• Task to carry out
From the passage on North Carolina's budget impasse, pull out the wording from "JLF Senior Fellow" up to and including "were in effect.", copied without any change.

JLF Senior Fellow Joe Coletti recently put out a brief on the current budget impasse. Coletti emphasizes that, unlike past budget discrepancies, the budget impasse is not an immediate crisis. While it is important to pass a new budget, North Carolina is not going to be devastated if it does not come promptly. Coletti explains:
One reason for the difference is that there is no threat of a government shutdown. This is the first test of a 2016 amendment to the State Budget Act. Because there was no new budget in law at the start of the fiscal year on July 1st, last year’s budget continues without the one-time adjustments that were in effect.
Coletti writes that, while certain programs will go unfunded, “96.5 percent of what the conference bill would have been spent on state operations is available.” The current budget does not include funding for enrollment changes in public schools, community colleges, universities, or the Medicaid transition to managed care. According to Coletti:
Medicaid’s transition to managed care presents the biggest challenge. Senate leadership has considered delaying the rollout of the new system without new funding. Setting aside the $2 billion combined cost of Medicaid expansion Gov. Cooper still seeks, the budget rebase adjustment for higher enrollment and health care utilization adds $30 million in state appropriations. For comparison, the current Medicaid program costs state government $3.9 billion, so the increase is three-fourths of one percent (0.77 percent) of total state appropriations. This could also be handled through formal budget revisions or an accelerated allotment of funds for Medicaid until a budget is passed.
Coletti writes:
All of these things can be done once a budget passes. Until then, there is no crisis in covering the continuing costs of schools, community colleges, universities, or even Medicaid. In contrast, Gov. Cooper’s demands for billions of dollars in new federal borrowing to expand Medicaid and $3.5 billion in new state borrowing to expand other state programs make a future crisis more likely.

• Data excerpts

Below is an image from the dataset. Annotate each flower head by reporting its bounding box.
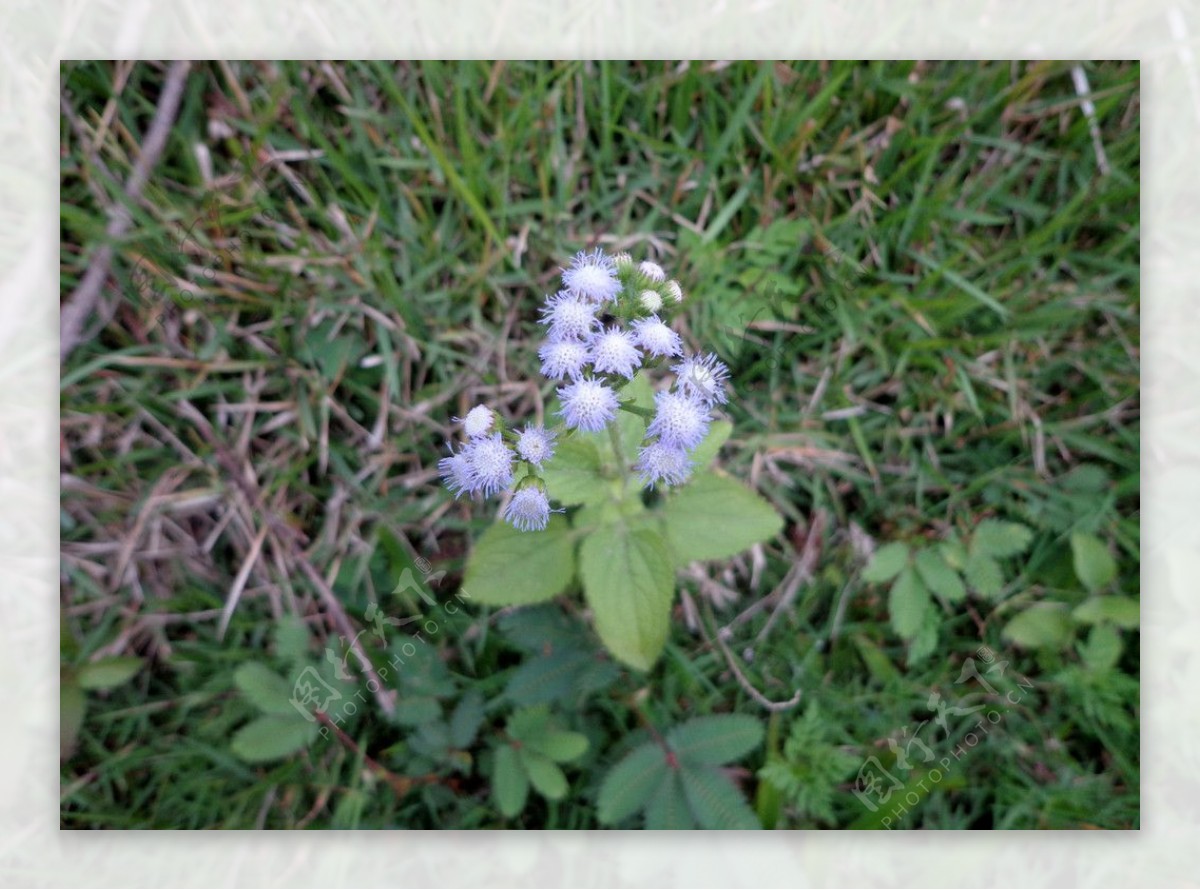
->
[558,377,617,433]
[646,390,712,451]
[438,446,474,500]
[538,339,588,380]
[637,260,667,284]
[464,433,512,498]
[634,315,683,356]
[517,425,554,467]
[588,325,642,378]
[637,290,662,312]
[541,290,600,339]
[637,441,692,488]
[504,486,553,531]
[451,405,492,439]
[671,353,730,407]
[563,249,620,302]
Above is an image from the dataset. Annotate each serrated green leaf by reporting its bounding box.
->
[529,729,588,763]
[520,747,569,800]
[596,742,667,825]
[964,551,1004,600]
[863,541,908,584]
[662,471,784,565]
[1001,602,1072,649]
[888,567,929,639]
[492,745,529,819]
[463,516,575,606]
[646,769,696,831]
[77,656,142,690]
[541,435,612,505]
[59,676,88,760]
[679,765,762,831]
[691,420,733,470]
[233,661,296,714]
[580,524,674,670]
[666,714,763,766]
[1070,531,1117,593]
[971,519,1033,559]
[1079,624,1123,673]
[1072,596,1141,630]
[450,690,484,750]
[229,711,318,763]
[917,549,967,602]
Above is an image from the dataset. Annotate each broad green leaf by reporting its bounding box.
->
[229,711,319,763]
[462,516,575,606]
[1070,531,1117,593]
[679,765,762,831]
[1072,596,1141,630]
[667,714,763,766]
[1001,602,1072,649]
[580,525,674,670]
[1079,624,1122,673]
[596,741,667,825]
[863,541,908,584]
[917,549,967,602]
[662,471,784,566]
[888,567,929,639]
[971,519,1033,559]
[78,656,142,690]
[450,690,484,750]
[691,420,733,470]
[541,434,612,505]
[59,676,88,760]
[646,769,696,831]
[964,551,1004,600]
[529,729,588,763]
[520,747,568,800]
[492,745,529,818]
[233,661,296,714]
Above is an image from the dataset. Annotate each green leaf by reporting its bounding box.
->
[596,742,667,825]
[1001,602,1072,649]
[541,435,612,505]
[863,541,908,584]
[667,714,763,766]
[233,661,296,714]
[646,769,696,831]
[529,729,588,763]
[229,711,318,763]
[691,420,733,470]
[580,524,674,670]
[462,516,575,606]
[662,471,784,566]
[971,519,1033,559]
[492,745,529,818]
[964,551,1004,600]
[1072,596,1141,630]
[275,615,310,663]
[78,656,142,690]
[59,676,88,760]
[450,690,484,750]
[521,747,569,800]
[888,567,929,639]
[917,549,967,602]
[1079,624,1123,673]
[679,766,762,831]
[1070,531,1117,593]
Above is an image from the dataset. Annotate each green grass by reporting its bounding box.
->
[61,62,1140,829]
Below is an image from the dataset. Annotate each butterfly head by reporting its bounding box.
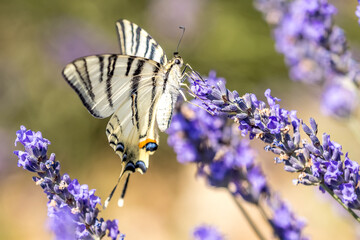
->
[171,52,184,68]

• Finished exercise
JLF Senior Fellow Joe Coletti recently put out a brief on the current budget impasse. Coletti emphasizes that, unlike past budget discrepancies, the budget impasse is not an immediate crisis. While it is important to pass a new budget, North Carolina is not going to be devastated if it does not come promptly. Coletti explains:
One reason for the difference is that there is no threat of a government shutdown. This is the first test of a 2016 amendment to the State Budget Act. Because there was no new budget in law at the start of the fiscal year on July 1st, last year’s budget continues without the one-time adjustments that were in effect.